Hukum Perkawinan Beda Agama (Dalam Perspektif Hukum Dan Agama) –bag.2
Tuesday, 20 January 2015
Oleh: DR.H.ABDURRAHMAN, SH.,MH.
Untuk mendukung pendapatnya tersebut
Ichtianto mengemukakan sejumlah alasan sebagai berikut:
- Negara Pancasila adalah dibentuk dan didirikan oleh rakyat Indonesia yang menganut berbagai agama.
- Negara menjamin kemerdekaan tiap-tiap penduduk untuk memeluk agamanya masingmasing dan beribadah menurut agamanya dan kepercayaan itu (Pasal 29 ayat (2) UUD 1945) dan mengakui pemelukan agama-agama, sehingga di Indonesia adda pluralistis agama.
- Hak asasi beragama adalah hak asasi yang paling asasi.
- Negara berkewajiban mengatur hubungan hukum rakyat penduduk Indonesia dalam kehidupan bermasyarakat, berbangsa, dan bernegara.
- Di Indonesia, karena ada pluralistis agama, maka ada pluralistis hukum perkawinan (Pasal 2 ayat (1).
- Negara Pancasila berkewajiban mengatur hukum perkawinan antara warga negaranya yang mememluk agama yang sama dan yang memeluk agam yang berbeda.

• DATA TERSEDIA:
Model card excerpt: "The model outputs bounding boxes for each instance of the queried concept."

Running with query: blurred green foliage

• TUGAS LATIHAN:
A - Jawablah pertanyaan berikut tentang kutipan mengenai perkawinan beda agama:
(i) Siapa yang disebut membentuk dan mendirikan Negara Pancasila?
(ii) Pasal UUD 1945 mana yang disebut menjamin kemerdekaan tiap-tiap penduduk untuk memeluk agamanya?
(iii) Hak asasi apa yang disebut sebagai hak asasi yang paling asasi?
B - Bagaimana isi kutipan tentang perkawinan beda agama itu bila diringkas dalam dua kalimat?
C - Sambunglah kutipan tentang perkawinan beda agama itu, mulai setelah kalimat terakhirnya.

• JAWABAN:
A -
(i) Rakyat Indonesia yang menganut berbagai agama.
(ii) Pasal 29 ayat (2) UUD 1945.
(iii) Hak asasi beragama.

B - Kutipan ini memuat sejumlah alasan yang dikemukakan Ichtianto untuk mendukung pendapatnya, antara lain bahwa Negara Pancasila didirikan oleh rakyat yang menganut berbagai agama dan bahwa negara menjamin kemerdekaan memeluk agama menurut Pasal 29 ayat (2) UUD 1945. Karena ada pluralistis agama, ada pula pluralistis hukum perkawinan, sehingga Negara Pancasila berkewajiban mengatur perkawinan warga negara yang seagama maupun yang berbeda agama.

C -
- Di samping mengatur hubungan perkawinan sesama warga negaranya, antara warganegaranya dengan warga negara lain, negara Republik Indonesia juga mempunyai kewajiban internasional tentang pengaturan dan pemeberian pelayanan hukum kepada warganegara lain yang kawin di Indonesia, hal tersebut sesuai dengan UUD 1945 alinea ke empat yang menyatakan “dan ikut melakssanakan ketertiban dunia yang berdasarkan kemerdekaan, perdamaian abadi dan keadilan nesional”.
- Pengaturan perkawinan campuran dalam UUP secara nasional sesuai dengan Pembukaan UUD 1945, secara internasional sesuai dengan Pasal 16 AB (dalam rangka Hukum Perdata Internasional), kondisi hukum, kenyataan hukum, serta hukum yang dicita-citakan bangsa Indonesia, tinggal masalah pemahaman dan pengaturan pelaksanaannya.
- Pengaturan perkawinan campuran dalam UUP adalah merupakan penunaian kewajiban negara dalam mengatur hukum antara tata hukum di bidang perkawinan.
- Pelaksanaan perkawinan campuran menurut satu hukum agama ialah menurt hukum agama suami.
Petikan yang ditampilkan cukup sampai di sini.